[GIVEN RECORDS Boundary: Start]

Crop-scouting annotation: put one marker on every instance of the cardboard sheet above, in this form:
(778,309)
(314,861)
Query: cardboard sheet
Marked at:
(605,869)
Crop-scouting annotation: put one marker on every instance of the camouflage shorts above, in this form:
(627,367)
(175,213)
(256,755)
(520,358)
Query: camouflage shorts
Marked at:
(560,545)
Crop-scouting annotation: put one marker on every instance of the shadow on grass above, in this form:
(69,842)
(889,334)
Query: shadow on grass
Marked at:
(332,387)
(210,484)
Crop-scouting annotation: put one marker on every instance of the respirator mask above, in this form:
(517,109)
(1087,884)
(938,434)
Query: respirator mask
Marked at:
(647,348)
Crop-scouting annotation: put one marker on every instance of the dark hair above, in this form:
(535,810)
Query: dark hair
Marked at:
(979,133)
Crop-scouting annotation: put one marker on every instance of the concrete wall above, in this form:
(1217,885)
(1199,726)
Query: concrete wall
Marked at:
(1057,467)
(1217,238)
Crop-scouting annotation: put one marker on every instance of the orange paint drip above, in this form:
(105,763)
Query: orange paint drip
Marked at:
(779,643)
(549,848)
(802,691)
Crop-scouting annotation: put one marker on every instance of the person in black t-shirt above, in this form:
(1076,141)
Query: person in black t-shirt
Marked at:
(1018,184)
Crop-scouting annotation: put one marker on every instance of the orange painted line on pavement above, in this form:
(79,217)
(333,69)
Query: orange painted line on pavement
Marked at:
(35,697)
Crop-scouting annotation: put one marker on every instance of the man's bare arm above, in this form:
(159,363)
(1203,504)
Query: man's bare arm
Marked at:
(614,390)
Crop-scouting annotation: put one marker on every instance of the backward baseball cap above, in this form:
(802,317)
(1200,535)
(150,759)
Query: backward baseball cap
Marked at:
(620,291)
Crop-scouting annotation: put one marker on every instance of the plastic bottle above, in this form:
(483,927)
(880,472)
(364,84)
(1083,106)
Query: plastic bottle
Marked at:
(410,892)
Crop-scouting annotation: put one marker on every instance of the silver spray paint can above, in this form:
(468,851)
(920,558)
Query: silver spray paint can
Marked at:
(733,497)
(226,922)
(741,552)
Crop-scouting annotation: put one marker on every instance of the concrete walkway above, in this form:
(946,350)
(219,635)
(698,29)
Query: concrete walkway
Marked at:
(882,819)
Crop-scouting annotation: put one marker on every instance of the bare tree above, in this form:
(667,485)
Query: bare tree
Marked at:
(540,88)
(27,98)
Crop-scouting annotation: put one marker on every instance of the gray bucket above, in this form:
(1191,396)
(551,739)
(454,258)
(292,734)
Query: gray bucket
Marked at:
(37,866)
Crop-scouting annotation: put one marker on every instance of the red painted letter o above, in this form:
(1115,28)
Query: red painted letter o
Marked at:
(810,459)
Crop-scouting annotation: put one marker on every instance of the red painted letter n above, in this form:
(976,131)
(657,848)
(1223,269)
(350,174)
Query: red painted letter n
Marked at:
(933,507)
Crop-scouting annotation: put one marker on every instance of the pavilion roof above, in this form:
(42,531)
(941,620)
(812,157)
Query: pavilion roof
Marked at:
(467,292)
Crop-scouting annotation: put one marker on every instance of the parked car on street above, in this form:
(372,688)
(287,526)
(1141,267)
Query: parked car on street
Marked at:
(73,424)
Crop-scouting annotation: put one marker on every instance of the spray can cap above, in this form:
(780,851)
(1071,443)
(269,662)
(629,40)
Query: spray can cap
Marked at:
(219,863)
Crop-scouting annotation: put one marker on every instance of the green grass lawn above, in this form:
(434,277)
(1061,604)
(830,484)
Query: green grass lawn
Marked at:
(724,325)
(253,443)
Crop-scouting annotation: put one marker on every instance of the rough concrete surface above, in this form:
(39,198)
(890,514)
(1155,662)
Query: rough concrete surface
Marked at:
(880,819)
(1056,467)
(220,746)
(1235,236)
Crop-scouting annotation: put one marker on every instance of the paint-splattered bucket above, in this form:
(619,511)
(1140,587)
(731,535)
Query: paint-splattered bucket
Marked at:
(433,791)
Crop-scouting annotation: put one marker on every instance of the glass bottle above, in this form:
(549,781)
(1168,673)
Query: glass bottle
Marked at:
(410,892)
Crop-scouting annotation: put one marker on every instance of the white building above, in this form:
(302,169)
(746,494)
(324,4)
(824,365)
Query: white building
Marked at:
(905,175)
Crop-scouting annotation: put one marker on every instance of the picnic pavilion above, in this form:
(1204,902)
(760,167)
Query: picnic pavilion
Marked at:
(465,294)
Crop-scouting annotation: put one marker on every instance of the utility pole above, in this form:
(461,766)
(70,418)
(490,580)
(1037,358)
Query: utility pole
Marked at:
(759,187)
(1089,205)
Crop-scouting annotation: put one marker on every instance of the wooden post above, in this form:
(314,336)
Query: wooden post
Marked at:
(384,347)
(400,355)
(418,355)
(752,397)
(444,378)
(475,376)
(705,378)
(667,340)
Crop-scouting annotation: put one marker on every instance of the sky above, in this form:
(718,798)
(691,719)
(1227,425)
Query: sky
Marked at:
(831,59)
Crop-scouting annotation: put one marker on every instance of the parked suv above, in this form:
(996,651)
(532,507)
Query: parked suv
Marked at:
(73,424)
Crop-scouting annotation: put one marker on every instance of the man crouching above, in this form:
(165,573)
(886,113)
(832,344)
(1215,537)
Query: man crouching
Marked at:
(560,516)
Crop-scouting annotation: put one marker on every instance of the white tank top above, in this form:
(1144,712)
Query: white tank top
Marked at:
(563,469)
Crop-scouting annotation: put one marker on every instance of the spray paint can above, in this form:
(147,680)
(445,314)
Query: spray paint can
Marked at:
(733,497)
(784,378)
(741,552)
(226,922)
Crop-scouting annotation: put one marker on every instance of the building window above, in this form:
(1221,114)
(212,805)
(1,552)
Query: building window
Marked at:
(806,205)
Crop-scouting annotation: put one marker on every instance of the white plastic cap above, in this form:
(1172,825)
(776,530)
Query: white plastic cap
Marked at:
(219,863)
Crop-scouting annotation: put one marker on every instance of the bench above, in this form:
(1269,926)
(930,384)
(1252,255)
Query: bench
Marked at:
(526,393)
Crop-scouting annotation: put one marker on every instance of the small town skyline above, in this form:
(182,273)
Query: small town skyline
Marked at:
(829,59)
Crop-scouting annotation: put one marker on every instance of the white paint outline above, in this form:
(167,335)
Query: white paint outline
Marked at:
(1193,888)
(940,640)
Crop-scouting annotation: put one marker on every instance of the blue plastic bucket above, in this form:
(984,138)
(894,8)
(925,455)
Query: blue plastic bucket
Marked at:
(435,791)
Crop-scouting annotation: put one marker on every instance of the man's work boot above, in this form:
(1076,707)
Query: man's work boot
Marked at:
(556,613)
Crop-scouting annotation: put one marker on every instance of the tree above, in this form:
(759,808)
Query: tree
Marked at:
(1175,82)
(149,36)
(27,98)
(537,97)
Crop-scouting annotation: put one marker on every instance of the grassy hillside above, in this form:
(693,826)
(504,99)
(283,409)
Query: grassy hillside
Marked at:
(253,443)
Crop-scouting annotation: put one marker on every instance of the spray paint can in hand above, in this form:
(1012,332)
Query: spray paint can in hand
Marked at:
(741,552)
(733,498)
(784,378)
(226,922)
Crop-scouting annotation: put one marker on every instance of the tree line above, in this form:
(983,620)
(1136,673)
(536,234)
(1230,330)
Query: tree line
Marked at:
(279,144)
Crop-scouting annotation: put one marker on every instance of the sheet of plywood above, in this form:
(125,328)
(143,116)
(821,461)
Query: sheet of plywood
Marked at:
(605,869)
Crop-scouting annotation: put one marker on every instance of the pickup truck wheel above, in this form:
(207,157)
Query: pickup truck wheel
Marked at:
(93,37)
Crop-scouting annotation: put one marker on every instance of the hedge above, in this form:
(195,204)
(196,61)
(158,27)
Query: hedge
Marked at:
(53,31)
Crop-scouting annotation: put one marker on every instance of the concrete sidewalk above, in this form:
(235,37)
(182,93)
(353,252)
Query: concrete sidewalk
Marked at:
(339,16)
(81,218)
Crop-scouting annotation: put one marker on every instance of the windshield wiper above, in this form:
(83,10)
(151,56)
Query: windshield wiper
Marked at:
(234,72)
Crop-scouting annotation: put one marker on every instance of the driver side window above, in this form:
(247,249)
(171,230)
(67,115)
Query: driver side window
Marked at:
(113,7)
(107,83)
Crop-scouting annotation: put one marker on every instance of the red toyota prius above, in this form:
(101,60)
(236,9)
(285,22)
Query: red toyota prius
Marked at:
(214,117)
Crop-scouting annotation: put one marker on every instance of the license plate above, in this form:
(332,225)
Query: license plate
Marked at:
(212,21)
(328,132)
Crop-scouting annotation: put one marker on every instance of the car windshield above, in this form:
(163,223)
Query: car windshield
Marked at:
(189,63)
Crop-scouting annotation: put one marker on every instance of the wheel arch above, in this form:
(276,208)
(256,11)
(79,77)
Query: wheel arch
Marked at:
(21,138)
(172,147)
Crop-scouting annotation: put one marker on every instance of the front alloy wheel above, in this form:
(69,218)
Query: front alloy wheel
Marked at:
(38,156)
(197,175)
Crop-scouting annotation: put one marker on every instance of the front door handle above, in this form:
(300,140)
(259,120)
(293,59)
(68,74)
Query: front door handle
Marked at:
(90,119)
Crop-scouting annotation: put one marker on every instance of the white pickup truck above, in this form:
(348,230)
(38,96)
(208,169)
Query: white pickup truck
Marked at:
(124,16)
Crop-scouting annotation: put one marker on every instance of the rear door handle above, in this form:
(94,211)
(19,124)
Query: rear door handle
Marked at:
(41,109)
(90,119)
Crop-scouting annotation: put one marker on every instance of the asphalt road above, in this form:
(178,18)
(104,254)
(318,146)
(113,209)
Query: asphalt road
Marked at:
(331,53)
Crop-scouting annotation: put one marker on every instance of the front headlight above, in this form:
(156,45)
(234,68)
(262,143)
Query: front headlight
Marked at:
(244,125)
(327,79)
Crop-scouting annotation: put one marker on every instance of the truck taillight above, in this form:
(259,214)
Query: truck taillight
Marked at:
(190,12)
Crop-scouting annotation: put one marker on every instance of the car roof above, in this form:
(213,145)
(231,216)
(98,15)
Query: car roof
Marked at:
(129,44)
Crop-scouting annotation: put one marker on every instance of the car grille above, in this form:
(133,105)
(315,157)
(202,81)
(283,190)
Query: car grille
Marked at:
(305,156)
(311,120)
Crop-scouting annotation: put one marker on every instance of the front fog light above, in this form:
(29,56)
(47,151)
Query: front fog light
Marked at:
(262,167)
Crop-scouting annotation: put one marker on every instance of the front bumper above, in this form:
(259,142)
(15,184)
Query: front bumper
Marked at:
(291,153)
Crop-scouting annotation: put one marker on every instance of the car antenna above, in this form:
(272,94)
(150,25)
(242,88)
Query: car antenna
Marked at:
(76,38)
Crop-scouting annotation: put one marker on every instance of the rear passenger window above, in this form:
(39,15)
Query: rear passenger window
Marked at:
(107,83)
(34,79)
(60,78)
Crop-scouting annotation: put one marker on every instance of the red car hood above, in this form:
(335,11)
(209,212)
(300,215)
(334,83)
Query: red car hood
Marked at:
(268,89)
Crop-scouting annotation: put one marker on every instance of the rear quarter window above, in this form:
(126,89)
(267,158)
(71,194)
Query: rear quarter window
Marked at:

[GIVEN RECORDS Boundary: End]

» **EXERCISE BRIEF**
Where the string "door" appears in a line of the entries, that line counts; state the total number of such lines and nothing else.

» **ANSWER**
4